:: 課題 A ::
下のエントリから、文字列「bush」を含む行をすべて書き出して報告せよ。大文字と小文字は区別する。

:: 抜粋 ::
»»
初谷さんの連作「春の愛してるスペシャル」
――初谷さんが短歌を始めたのは、高校の文芸部に所属していたときからですよね。きっかけは何だったんでしょうか。
もともと、子どものころから小説を書いていたので、高校では文芸部に入りました。でも1ぺージのショートショートしか書けず、文芸部カーストは最弱。そんななかで、たまたま高文連(全国高等学校文化連盟)の地区大会で短歌のワークショップがあったんです。歌人の山田航さんが担当で、紹介してくださった短歌がおもしろくて、興味を持ちました。
雨だねぇ こんでんえいねんしざいほう何年だったか思い出せそう?
ー笹井宏之
海を知らぬ少女の前に麦藁帽のわれは両手を広げていたり
ー寺山修司
そこから、大会用に作品を作り始めました。文芸部って、賞を取ると上の大会に行けるんですが、短歌はしている人が少なかったので倍率が低く、受賞しやすかったんです。ちょっと書いてみて、私の短歌って面白いかもしれない、これはいけるかも、と謎の自信をもって短歌を始めました。
――大会に向けて作ったのが始まりだったんですね。最初に作った短歌を覚えていますか?
食い破られた心臓からふいに覗く君のいない来年の夏
汗かいた麦茶みたいな手で触れて、二酸化炭素交換しよう
当時から定型を守っていない歌が多かったですね。全部最後が六音で終わっていたりしました。
――今まで作った短歌のなかで思い入れのある歌や、気に入ってる歌はありますか?
第一歌集『花は泡、そこにいたって会いたいよ』に収録されている連作の「春の愛してるスペシャル」です。引越しをして、失恋したときに作ったもので、生活に大きな変化があった時期の歌なので思い入れがありますね。読み返すと、今とは違う面白さがあるな、と思いつつ、当時のことも思い出します。
どこででも生きてはゆける地域のゴミ袋を買えば愛してるスペシャル
ー連作「春の愛してるスペシャル」より(初谷むい)
バトル漫画のように強くなってきた

独特なリズムはどのように生まれているのか、を明かす初谷さん
――短歌を始めた当時と今で、作風や創作法、短歌への思い、歌人としての自覚など変化はありますか?
短歌って訓練すればするほどうまくなるんです。何年もやっていると基礎ができて、いろんな技法を試せるようになったり、表現の幅が広がったりしました。詠みたいテーマや世界を、ある程度の水準で作品に起こせるようになったのがうれしいです。
――基礎の部分や、短歌を詠む力はどうやって鍛えられましたか?
これは人によると思うんですが、私の場合は強い人、つまり、良い歌を作る人や良い評をする人がいる歌会に出ることで鍛えられました。私の所属していた北海道大学短歌会にはすごい人がいっぱいいて、月に2回開かれる定例歌会で、「ここが一文字空いていることによってどういう効果が出るか?」みたいな議論をがんがんやるんです。それを覚えて、頭のなかのデータベースがどんどんうまっていく経験を積めました。
強い人のいる歌会に出て、強い人の評を聞いて自分も強くなる。バトル漫画と一緒ですね。歌会で基礎を固めつつ、あとは強い人の歌集をいろいろ読む。そしてひたすら作る。対戦と個人プレー、どっちもあっての今ですね。
««
点の配置の記録:
»»
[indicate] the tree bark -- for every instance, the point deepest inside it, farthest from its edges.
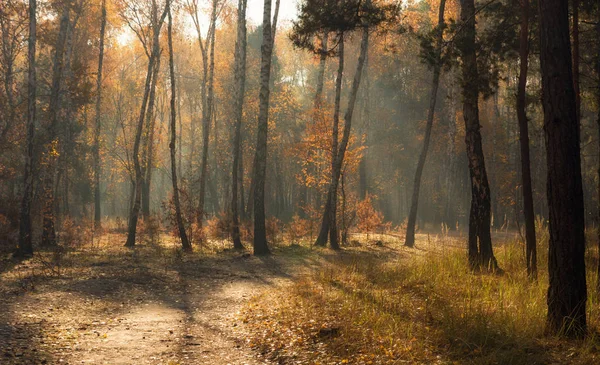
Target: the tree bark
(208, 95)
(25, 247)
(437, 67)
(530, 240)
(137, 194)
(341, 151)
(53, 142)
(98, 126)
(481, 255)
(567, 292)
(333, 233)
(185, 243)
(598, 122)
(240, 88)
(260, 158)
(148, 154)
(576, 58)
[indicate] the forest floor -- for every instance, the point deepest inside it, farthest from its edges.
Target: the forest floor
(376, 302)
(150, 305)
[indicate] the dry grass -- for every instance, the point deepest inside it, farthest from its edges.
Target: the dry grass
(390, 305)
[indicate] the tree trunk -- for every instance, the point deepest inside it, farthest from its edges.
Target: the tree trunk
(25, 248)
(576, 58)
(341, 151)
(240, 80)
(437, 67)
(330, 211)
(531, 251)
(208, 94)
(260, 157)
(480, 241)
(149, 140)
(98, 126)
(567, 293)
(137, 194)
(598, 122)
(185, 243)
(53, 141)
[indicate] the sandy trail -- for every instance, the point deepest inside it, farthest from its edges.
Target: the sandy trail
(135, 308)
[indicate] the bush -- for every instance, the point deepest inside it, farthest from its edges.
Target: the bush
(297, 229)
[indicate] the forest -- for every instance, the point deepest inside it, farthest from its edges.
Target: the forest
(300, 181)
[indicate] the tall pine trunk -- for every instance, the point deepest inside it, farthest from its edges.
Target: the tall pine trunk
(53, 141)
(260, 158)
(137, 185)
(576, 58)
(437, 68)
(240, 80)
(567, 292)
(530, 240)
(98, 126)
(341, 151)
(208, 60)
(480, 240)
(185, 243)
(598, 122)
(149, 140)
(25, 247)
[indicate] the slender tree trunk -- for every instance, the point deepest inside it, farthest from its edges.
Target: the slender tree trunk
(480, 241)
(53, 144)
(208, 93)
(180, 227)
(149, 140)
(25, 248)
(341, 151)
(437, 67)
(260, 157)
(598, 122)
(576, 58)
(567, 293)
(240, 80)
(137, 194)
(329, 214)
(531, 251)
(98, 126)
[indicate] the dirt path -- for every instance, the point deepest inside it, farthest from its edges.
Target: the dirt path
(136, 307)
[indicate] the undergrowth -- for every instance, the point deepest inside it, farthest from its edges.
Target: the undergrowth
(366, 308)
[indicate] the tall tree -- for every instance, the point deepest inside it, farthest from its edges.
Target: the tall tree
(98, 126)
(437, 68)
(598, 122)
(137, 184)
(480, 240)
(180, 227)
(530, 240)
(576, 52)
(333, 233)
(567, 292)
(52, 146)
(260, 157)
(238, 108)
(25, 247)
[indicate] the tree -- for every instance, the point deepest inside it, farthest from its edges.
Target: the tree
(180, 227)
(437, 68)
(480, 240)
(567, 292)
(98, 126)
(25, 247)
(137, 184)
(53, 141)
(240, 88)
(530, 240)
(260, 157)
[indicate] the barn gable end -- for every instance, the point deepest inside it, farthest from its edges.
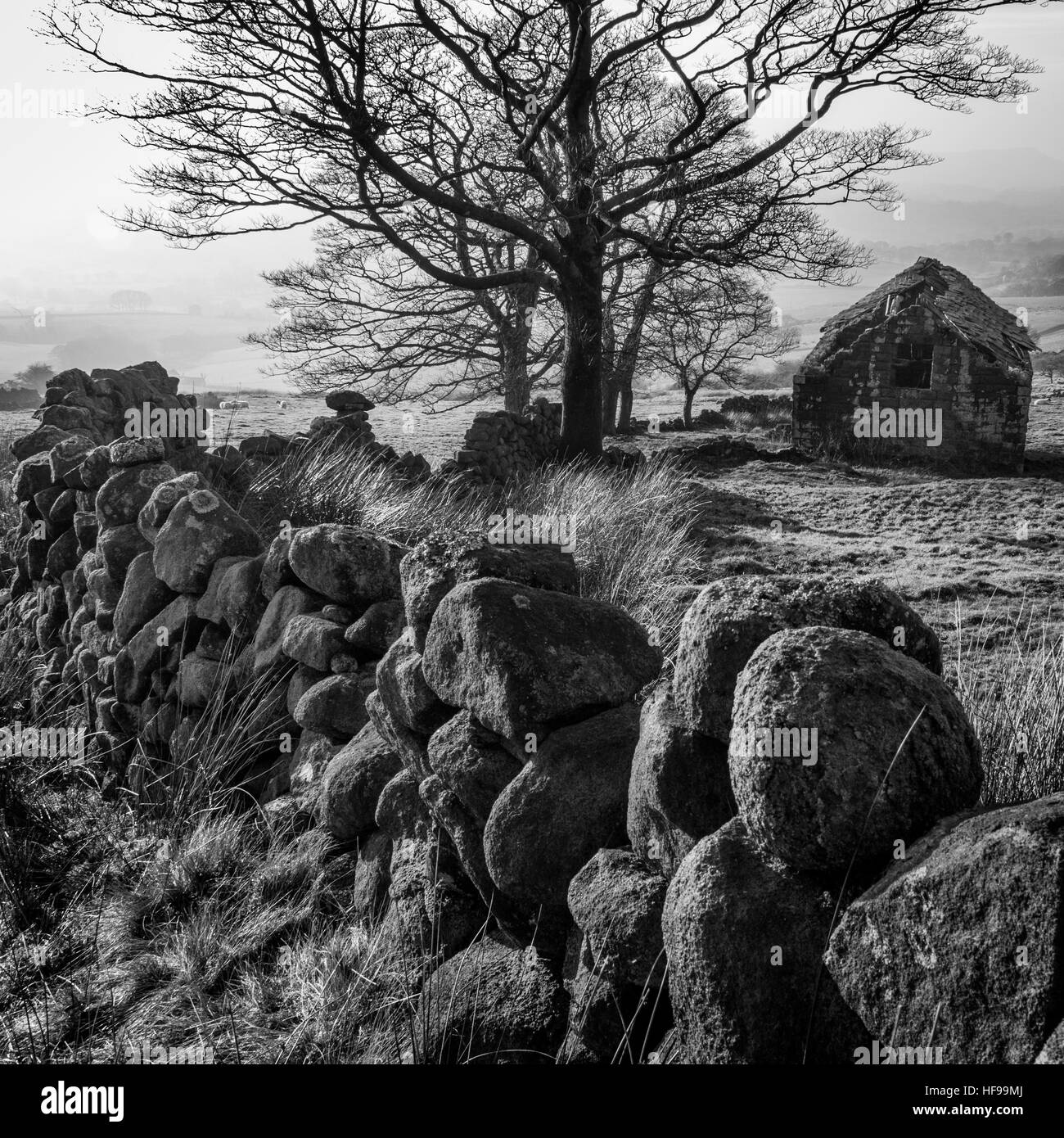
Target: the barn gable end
««
:: 課題 B ::
上のインタビューについて、次の問いに答えよ。
(i) 短歌のワークショップを担当し、初谷さんが短歌に興味を持つきっかけとなった歌人は誰か。
(ii) 北海道大学短歌会の定例歌会は月に何回開かれていたか。
(iii) 連作「春の愛してるスペシャル」が収録されている第一歌集の題名は何か。

:: 解答 A ::
[indicate] the bush -- for every instance, the point deepest inside it, farthest from its edges.
Target: the bush

:: 解答 B ::
(i) 山田航さん
(ii) 月に2回
(iii) 『花は泡、そこにいたって会いたいよ』